## Jobs
[A] According to the contract terms, within how many days after completion of the assignment must Client notify Netach in writing of visible defects?
[B] Rewrite the contract terms from "1. Client shall notify" up to and including "replacement or compensation.", replacing "one month" with "six weeks".
[C] Extend the contract terms on examination and complaints, beginning where they stop.

## Document extract
1.15    Article 15 – Examination

  1. Client shall examine the result of the assignment when the assignment is finished. Client shall examine if the quantity and the quality of the result is in accordance with the agreement.
  2. Client shall notify Netach in writing within fourteen days after completion of the assignment, of any visible defects or shortcomings. Client shall notify Netach in writing within thirty days on shortcomings or defects that are invisible at first sight. The notification must contain a detailed description of the shortcoming.

 

 

1.16    Article 16 – Complaints

  1. Client shall notify Netach in writing of any complaints within one month after detection (or –on invisible shortcomings– after he could have detected it).
  2. A timely notified complaint does not suspend or cancel any payment obligation resting on Client.
  3. If Client does not notify Netach timely, Client is not entitled to any recovery, replacement or compensation.

## Material provided
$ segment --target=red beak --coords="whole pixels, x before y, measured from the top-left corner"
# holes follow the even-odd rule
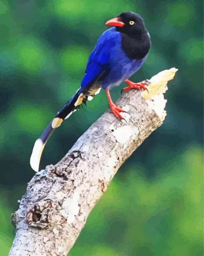
[[[119,18],[114,18],[113,19],[111,19],[108,20],[106,23],[106,25],[108,26],[120,26],[122,27],[124,26],[125,23],[122,22]]]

## Per-task outputs
[A] Within fourteen days after completion of the assignment.

[B]
1. Client shall notify Netach in writing of any complaints within six weeks after detection (or –on invisible shortcomings– after he could have detected it).
  2. A timely notified complaint does not suspend or cancel any payment obligation resting on Client.
  3. If Client does not notify Netach timely, Client is not entitled to any recovery, replacement or compensation.

[C]
  4. If it is established that the complaint is justified and the notification by Client thereof was timely delivered, Netach shall recover, replace or compensate it’s work within a reasonable term after notification of the shortcoming, in writing from the Client.
  5. If it is established that a complaint is not justified, Client shall compensate Netach for made expenses (like research costs).

 

1.17    Article 17 – Liability

  1. Netach is only liable for direct damages suffered by Client as a direct consequence of a shortcoming by Netach.
  2. Netach is not liable for any damages resulting from Netach due to incorrect or incomplete information provided by Client.
  3. The liability of Netach shall never exceed the amount paid by its insurer.
  4. If Netach’s professional liability insurer does not cover the damages, Netach’s liability is limited to the amount paid by Client. Under no circumstances can this liability exceed the amount of €500,00.
  5. The limitations set out in this article do not apply if the damages are the result of a deliberate act or gross negligence.

 

1.18    Article 18 – Privacy Statement

Netach protects your personal data well. You can find our privacy statement on our website.

 

 

1.19    Article 19 – Limitation Period

The limitation period on all claims and defenses against Netach is one year.

 

1.20    Article 20 – Indemnification

  1. Client indemnifies Netach from any claims by third parties, who suffer damages, resulting from the execution of the assignment but cannot be attributed to Netach.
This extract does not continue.